◆ **Requirement 1**
In the passage on the 60-30-10 rule, translate this sentence into Spanish: "The final 60% relies on changed behaviors."
◆ **Requirement 2**
Carry the passage on the 60-30-10 rule forward from its last sentence, the one about Jim Glidewell's dental labs.

◆ **Text passage**
·····

Harrison’s story reminds me of the 60-30-10 rule taught by my friend and global S&OP expert, Bob Stahl. On any new initiative, Bob states that data is only responsible for 10% of the project’s success rate. In this case, feel free to swap out data with any resources acting as input.

New systems, processes, and procedures taught properly only lead to 30% of the success of a new project.

The final 60% relies on changed behaviors.

Unless behaviors change, better customer service will never occur by accident. The desire to improve customer service starts at the top. The hard part is to permeate that mindset throughout the organization and its subs. But it’s not impossible. The late Hunter Harrison would agree with this.

The Rule of 6 and 125

I’m a sucker for mental models that include a number in the name. I recently read about a mental construct mentioned by Jim Glidewell. He’s the founder and President of the largest privately-owned dental labs in the U.S.

·····

◆ **Information supplied**
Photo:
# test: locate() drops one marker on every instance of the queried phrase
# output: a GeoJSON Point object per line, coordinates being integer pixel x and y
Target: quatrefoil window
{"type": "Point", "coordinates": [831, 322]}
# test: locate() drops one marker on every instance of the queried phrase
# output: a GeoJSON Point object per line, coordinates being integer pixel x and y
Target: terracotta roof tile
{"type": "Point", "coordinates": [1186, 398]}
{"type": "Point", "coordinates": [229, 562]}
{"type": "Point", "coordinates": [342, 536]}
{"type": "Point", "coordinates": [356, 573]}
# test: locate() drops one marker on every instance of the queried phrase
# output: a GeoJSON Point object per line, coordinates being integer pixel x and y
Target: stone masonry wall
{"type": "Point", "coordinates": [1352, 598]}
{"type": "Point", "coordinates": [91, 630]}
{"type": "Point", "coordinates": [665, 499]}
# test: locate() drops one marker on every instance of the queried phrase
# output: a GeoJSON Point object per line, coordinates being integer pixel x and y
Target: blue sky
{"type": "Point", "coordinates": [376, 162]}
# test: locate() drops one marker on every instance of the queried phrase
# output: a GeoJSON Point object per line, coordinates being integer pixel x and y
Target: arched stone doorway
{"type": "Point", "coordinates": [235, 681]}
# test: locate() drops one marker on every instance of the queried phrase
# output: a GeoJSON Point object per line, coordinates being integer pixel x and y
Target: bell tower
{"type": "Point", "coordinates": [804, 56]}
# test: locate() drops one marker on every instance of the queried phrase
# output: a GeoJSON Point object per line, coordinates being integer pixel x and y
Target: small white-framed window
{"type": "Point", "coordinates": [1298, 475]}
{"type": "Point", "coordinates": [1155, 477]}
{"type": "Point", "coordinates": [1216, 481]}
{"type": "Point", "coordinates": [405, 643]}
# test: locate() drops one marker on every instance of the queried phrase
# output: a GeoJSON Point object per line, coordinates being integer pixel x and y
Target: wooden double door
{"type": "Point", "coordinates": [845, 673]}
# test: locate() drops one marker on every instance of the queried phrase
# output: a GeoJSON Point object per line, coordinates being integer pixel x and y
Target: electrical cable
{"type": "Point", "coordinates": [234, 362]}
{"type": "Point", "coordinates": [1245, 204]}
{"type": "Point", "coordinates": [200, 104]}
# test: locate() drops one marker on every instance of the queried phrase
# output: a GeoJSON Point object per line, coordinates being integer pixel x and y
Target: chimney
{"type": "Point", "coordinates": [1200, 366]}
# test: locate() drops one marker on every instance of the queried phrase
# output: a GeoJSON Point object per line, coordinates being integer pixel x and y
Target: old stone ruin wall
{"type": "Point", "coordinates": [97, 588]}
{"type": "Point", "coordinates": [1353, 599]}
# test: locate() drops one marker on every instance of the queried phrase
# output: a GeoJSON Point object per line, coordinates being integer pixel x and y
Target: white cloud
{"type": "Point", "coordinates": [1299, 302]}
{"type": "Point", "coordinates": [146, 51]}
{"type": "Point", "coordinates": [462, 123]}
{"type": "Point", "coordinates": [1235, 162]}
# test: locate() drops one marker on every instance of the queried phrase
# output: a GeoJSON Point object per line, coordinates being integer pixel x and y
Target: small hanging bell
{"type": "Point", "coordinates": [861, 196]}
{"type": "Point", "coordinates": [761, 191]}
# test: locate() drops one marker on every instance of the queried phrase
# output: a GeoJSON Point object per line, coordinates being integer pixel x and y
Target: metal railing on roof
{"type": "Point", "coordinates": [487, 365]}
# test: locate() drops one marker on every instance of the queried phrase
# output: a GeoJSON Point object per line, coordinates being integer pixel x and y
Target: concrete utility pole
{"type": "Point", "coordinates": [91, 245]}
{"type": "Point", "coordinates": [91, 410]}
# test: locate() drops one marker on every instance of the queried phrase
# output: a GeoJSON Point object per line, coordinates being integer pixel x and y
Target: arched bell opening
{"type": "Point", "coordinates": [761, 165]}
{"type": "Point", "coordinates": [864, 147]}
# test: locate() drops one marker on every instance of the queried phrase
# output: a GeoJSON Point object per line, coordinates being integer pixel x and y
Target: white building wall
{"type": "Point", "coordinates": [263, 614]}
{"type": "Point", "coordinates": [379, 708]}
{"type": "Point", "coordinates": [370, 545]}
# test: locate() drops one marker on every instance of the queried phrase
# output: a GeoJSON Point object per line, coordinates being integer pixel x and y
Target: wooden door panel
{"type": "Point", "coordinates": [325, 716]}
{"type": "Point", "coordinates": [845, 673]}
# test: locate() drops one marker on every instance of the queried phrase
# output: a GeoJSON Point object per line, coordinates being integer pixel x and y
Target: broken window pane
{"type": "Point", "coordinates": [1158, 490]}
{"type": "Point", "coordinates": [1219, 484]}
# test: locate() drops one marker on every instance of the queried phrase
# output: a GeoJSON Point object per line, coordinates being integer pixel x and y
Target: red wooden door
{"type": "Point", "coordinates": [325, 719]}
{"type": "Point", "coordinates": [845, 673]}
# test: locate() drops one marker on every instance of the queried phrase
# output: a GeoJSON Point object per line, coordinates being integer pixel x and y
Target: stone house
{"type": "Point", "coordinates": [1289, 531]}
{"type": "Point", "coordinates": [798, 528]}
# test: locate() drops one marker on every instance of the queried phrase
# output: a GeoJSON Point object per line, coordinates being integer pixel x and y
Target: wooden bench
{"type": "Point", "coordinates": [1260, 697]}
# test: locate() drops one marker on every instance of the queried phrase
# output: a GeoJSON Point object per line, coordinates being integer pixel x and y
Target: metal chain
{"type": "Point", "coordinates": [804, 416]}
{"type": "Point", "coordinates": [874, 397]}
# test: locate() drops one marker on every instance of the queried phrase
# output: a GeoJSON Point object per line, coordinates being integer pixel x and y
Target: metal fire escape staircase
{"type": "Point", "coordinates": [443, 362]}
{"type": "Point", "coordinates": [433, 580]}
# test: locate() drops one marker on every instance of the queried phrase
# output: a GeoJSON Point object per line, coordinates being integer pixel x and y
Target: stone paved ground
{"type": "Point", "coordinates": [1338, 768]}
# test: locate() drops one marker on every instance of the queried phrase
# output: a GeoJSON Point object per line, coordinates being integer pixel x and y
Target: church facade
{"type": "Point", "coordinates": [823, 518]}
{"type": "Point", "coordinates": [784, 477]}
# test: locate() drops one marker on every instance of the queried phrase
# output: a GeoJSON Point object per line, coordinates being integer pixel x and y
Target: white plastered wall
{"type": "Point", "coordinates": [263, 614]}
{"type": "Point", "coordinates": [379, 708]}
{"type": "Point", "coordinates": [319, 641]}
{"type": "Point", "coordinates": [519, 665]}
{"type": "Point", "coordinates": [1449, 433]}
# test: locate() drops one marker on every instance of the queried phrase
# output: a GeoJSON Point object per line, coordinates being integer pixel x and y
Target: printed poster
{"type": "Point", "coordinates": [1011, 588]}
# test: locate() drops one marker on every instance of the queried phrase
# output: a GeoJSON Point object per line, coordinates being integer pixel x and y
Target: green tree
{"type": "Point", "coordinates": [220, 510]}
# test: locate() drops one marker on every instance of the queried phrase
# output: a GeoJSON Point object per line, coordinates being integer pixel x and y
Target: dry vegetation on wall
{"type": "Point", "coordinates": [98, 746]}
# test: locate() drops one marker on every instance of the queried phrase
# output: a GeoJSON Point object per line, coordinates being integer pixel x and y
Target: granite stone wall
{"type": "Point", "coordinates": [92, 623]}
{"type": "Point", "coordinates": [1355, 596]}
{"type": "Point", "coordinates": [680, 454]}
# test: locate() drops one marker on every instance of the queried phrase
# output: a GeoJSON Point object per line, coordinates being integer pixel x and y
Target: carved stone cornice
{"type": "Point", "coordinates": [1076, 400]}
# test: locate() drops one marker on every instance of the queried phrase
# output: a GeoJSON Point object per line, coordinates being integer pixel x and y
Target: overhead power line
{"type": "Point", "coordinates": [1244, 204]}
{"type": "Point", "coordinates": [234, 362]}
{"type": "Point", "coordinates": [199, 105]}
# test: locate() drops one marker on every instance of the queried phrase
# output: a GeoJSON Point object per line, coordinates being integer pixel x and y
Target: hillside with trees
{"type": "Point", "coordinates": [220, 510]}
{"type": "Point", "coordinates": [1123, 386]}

·····

◆ **Result 1**
El 60 % final depende de los cambios de comportamiento.

◆ **Result 2**
He claims that if one person has a bad customer experience, they will tell six people. Those six people will tell six more until 125 people have heard about this negative experience.

The results don’t ramp up that way for a positive customer experience. A happy customer only tells two people. Only six people have heard this positive story as the good news is shared with others.

Glidewell concludes, “Bad news travels like wildfire, while good news withers on the vine.”

This rule harkens back to being restaurant smart. Every employee and sub would know this rule by heart.

How many people will hear about my negative experience with this contractor? Will the 6 and 125 Rule apply in my situation?

I’m Not Expecting a Positive Outcome

I’m publishing this post before the young sales rep comes to the house to check the damage I have mentioned above.

Organizations like these generally do not take full responsibility for their actions. They make excuses and become overly cavalier when explaining their actions. There are exceptions, but few say, “We blew it. Our reputation is damaged even if we fix our wrongs.”

CoMo Premium Exteriors will probably never change. They love the cash model too much to be customer-centric.

So why the post? I write for my clients, and this is a great case study on bad customer service. My clients are lifelong learners, and they love teaching new staff members. Many have unique onboarding processes on Day 1. Such days include sessions on customer service. I wouldn’t be surprised if this post becomes part of the curriculum.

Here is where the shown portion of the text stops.